● **Passage**
To ensure your BAM files contain unaligned reads, you can run the following commands:
samtools view -c -F 4 bam_file(counts how many reads are aligned and should return 0)
samtools view -c -f 4 bam_file(counts how many reads are unaligned and should return at least 1)
If your BAM files contain mapped reads, then please either create unmapped BAM files, or send us the original read files (e.g. fastq.gz files) as raw data files (again, check ENA specifications). BAM files containing mapped reads can be included in your submission as processed files, as long as they satisfy ENA's specification and that the reference genome used for alignment has been accessioned in the International Nucleotide Sequence Database Collaboration (INSDC, involving DDBJ, ENA, and GenBank).
Processed data files
If your processed data are in spreadsheets, e.g. a table of FPKM values for genes with genes in rows and samples in columns, please save them in tab-delimited text (*.txt) format (not Excel). We also accept BAM alignment files. There is no need to compress or zip up the processed files one by one or as a bundle. Upload them in Annotare and assign to your samples in the same way as you would for raw files (see below).
UPDATE (17th March 2016):
New direct upload feature in Annotare and new FTP path
You can upload raw and processed sequencing files directly in Annotare. Use "drag-and-drop" to place files in the upload frame or click
Upload files... to select the files to be transferred.

● **What is expected**
Translate this sentence from the sequencing data submission guidance into Spanish: "There is no need to compress or zip up the processed files one by one or as a bundle."

[Stored records]
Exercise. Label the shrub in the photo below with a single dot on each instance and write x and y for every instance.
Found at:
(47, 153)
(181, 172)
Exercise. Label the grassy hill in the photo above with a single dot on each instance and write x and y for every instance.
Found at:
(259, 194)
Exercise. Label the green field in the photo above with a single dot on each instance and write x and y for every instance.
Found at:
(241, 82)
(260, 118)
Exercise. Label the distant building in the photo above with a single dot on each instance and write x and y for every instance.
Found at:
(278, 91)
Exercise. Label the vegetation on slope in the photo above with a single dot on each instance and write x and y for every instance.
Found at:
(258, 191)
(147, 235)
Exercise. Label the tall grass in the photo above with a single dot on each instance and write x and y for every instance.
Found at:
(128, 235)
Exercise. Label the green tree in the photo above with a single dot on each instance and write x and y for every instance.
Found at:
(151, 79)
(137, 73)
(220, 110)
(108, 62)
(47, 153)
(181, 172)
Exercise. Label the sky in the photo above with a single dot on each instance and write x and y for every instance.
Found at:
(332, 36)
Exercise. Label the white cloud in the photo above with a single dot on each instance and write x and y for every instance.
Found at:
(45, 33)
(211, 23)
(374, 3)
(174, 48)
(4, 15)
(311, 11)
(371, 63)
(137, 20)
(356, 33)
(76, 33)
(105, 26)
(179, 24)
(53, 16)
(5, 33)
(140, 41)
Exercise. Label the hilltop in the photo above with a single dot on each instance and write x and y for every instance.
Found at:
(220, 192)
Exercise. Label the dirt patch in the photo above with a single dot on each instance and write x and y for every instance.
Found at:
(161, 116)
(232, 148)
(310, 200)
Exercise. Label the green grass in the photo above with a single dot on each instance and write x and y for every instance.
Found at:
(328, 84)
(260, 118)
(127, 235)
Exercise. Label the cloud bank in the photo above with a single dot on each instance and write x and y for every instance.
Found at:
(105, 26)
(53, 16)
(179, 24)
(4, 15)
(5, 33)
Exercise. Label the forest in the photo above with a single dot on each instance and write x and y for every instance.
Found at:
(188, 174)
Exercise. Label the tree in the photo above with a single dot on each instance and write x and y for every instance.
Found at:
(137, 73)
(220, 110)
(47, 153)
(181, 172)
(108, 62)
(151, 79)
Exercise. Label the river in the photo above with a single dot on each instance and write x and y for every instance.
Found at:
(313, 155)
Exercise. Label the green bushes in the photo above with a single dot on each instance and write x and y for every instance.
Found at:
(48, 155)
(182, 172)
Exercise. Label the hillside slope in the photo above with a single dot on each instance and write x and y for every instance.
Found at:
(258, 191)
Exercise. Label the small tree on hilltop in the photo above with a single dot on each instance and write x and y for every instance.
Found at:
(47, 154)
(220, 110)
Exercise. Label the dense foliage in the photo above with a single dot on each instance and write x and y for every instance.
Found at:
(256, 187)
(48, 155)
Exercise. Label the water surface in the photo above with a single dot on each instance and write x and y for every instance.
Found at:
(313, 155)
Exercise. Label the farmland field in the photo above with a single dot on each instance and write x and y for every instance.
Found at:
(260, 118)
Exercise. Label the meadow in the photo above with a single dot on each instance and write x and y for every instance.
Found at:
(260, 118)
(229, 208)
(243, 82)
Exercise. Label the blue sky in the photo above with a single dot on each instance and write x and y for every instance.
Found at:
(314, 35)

...

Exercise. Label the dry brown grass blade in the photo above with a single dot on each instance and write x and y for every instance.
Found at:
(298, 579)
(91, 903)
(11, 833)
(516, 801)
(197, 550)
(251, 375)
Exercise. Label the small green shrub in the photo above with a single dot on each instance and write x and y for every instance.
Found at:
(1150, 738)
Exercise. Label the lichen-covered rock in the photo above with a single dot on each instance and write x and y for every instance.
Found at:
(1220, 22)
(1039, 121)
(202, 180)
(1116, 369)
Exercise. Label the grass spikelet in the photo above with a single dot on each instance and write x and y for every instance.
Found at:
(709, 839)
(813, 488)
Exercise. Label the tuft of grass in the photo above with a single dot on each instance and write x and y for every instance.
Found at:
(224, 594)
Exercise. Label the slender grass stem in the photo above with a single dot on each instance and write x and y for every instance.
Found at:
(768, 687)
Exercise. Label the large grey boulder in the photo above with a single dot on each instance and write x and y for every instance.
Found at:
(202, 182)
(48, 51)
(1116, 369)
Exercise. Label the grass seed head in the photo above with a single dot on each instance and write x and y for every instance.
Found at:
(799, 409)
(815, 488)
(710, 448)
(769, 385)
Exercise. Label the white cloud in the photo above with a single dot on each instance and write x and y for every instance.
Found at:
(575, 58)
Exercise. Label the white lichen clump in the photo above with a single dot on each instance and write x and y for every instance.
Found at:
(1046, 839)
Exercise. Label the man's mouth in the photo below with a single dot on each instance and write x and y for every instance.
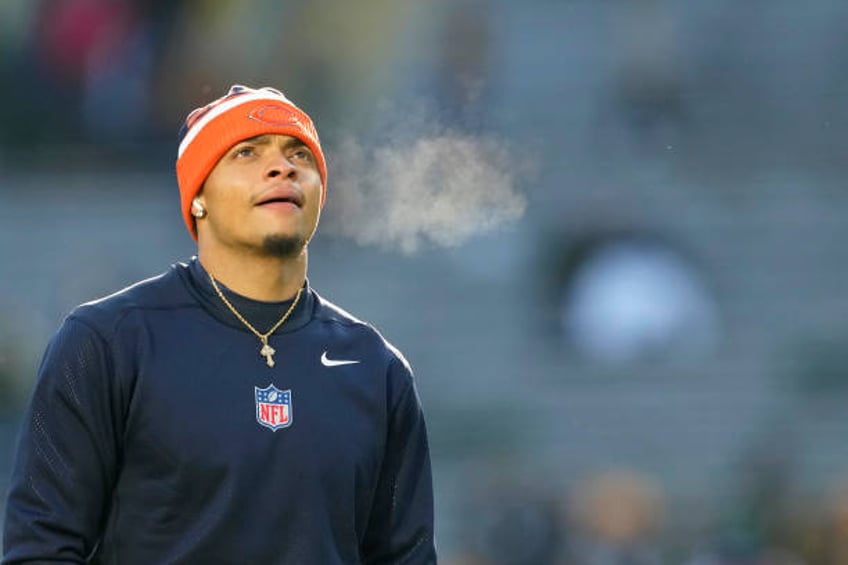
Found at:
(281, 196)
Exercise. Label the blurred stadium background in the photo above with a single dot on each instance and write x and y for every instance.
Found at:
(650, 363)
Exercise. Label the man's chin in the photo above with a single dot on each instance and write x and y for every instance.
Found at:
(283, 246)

● **Answer for the task**
No es necesario comprimir ni empaquetar en zip los archivos procesados, ni uno por uno ni como paquete.